275. Memorandum From Secretary of Energy Duncan to President Carter1

SUBJECT

  • Meeting with Sheik Yamani, June 5, 1980

I was with Sheik Yamani for 6 hours and 15 minutes on Thursday, June 5th, at his home in Surrey, England. Part of this time was devoted to a birthday dinner in honor of his daughter.

Summary: We discussed a variety of energy issues and details follow. The key points were our discussion of the Strategic Petroleum Reserve, and his statement that he “is recommending to Crown Prince Fahd the continuance of a 9.5 million barrels per day production rate for the third quarter.”

United States Energy Developments: I briefed him on legislative programs, our conservation achievements thus far in 1980, and responded to his questions concerning Congressional action to discontinue your authority to impose a conservation import fee on crude oil to be allocated to gasoline. He was impressed with our legislative program and conservation achievements, and was disdainful of the Congress for their unwillingness to support you on the fee, citing the low U.S. tax rate on gasoline as compared to other industrialized countries. (It was interesting to see the change in his position on this issue since our visit in Riyadh.)2

World Economic Conditions: We discussed generally the economic conditions prevailing in the United States, the industrialized nations and the less developed countries, making the point that further energy price increases or supply constraints at this time would be severely disadvantageous. He seemed to understand this position.

International Energy Agency Meeting: He was interested in the IEA meeting in Paris and I gave him a rather complete debrief.3

Future Price Prospects: He told me he had been very disappointed when other producing countries raised their prices following the Saudi increase of $2.00 per barrel on May 14th. He told me he felt he had firm commitments that other producers would not raise their prices. He [Page 865] does not anticipate achieving pricing unity at the June 9 OPEC meeting in Algiers. He hopes this might be possible later in the year, if sufficient crude oil availability continues throughout the next few months. He thought a $30.00 “unified” price would be the appropriate level, and that an indexing formula to increase beyond that level should be considered. This would involve a further $2.00 increase for Saudi Arabia, but decreases for many other countries. Our average cost of imported crude would be about $2.00 per barrel less than at present. I was left with the impression that his view of the timing for a unified price was late this year.

• MATERIAL PROVIDED:
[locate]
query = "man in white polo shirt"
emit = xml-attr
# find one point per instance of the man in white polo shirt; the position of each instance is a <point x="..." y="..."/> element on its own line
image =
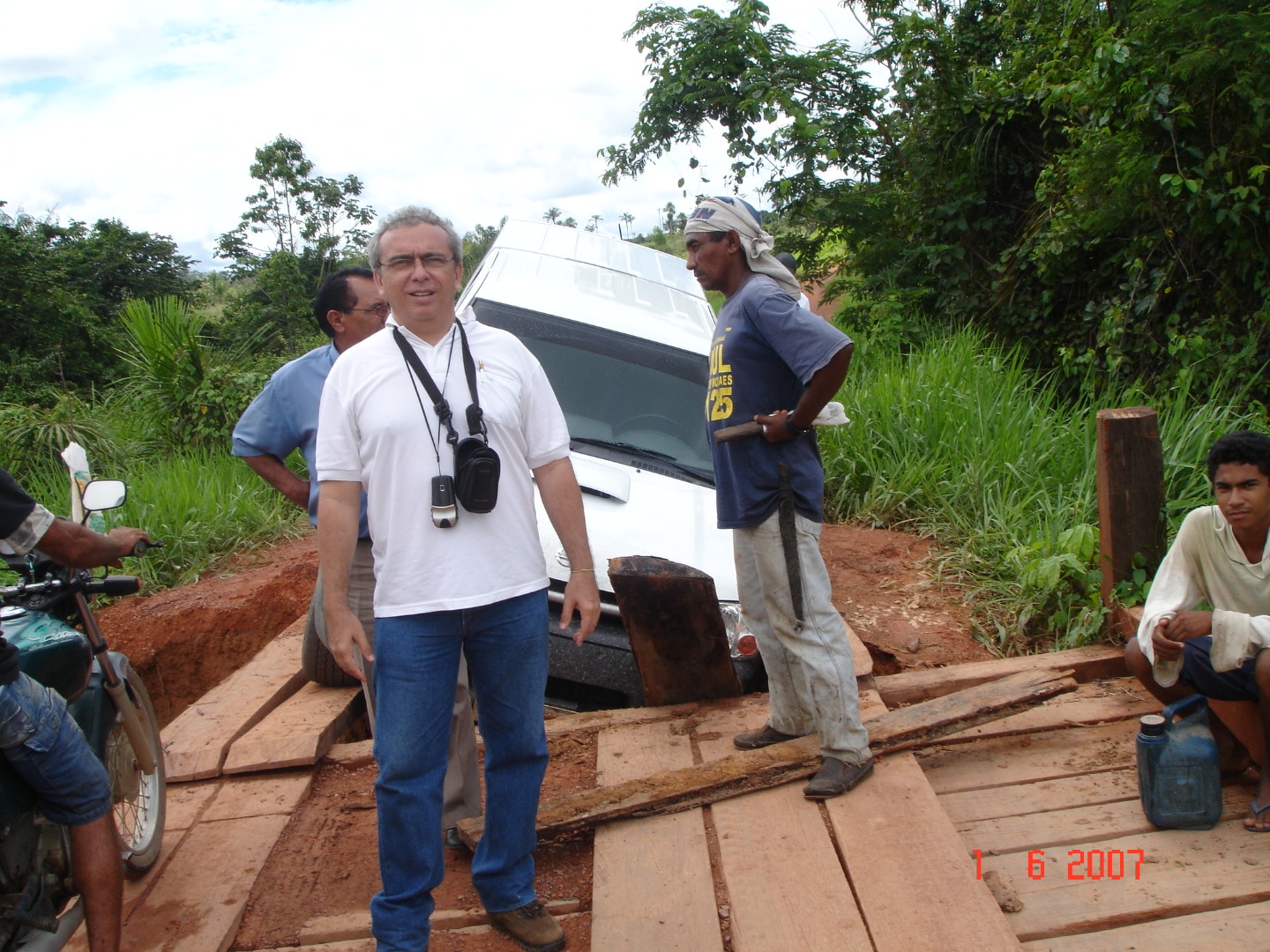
<point x="452" y="573"/>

• TASKS AND EXERCISES:
- A) Rewrite the rows that follow the memorandum as a two-column CSV with the columns "prompt" and "answer". Each row becomes one line, with each field quoted and any line breaks turned into spaces. Leave out the pictures.
- B) Extend the memorandum on the meeting with Sheik Yamani, starting after its last sentence.

• EXERCISE RESPONSES:
- A)
prompt,answer
"[locate] query = ""man in white polo shirt"" emit = xml-attr # find one point per instance of the man in white polo shirt; the position of each instance is a <point x=""..."" y=""...""/> element on its own line image =","<point x=""452"" y=""573""/>"

- B)
Saudi Production Levels for the Third Quarter: He agreed that maintaining the 9.5 million barrels per day production level was important in view of the economic issues and pricing considerations mentioned above, and said he “was recommending the 9.5 million barrel per day production rate to Prince Fahd for the third quarter.” He said this statement should be very closely held and I have classified this document “Secret” for that reason.

National Security: I made the point that inflation was eroding the capacity of most nations to fund adequate defense needs which contributed adversely to the Western-Soviet military balance. This situation was energy derived to a significant extent. It was a mutual problem. I said that Harold Brown would be discussing their military equipment needs with Prince Sultan. I did not discuss the national security issue as fully as contemplated in my agreed talking points because every time it was mentioned, he would launch into a discussion of the counter-productiveness of the U.S. policy towards Israel. Detail on this issue is best left to Harold.

Strategic Petroleum Reserve (SPR): I mentioned the language in S–9324 requiring a SPR fill of 100,000 barrels per day within six months, or the discontinuance of production at the Naval Petroleum Reserve. He said while Saudi Arabia is not a democracy, the opinion leaders there argue for a lower production level on technical and business grounds. Our filling the SPR will cause concern and we shouldn’t be surprised if this happens. He said we should do everything possible to control publicity on the SPR, and lower the visibility threshold. I told him I understood these considerations, but he should understand our political considerations too, that we would work to minimize the publicity, and that it would not be constructive to sell further Naval Petroleum Reserve oil at exorbitant prices.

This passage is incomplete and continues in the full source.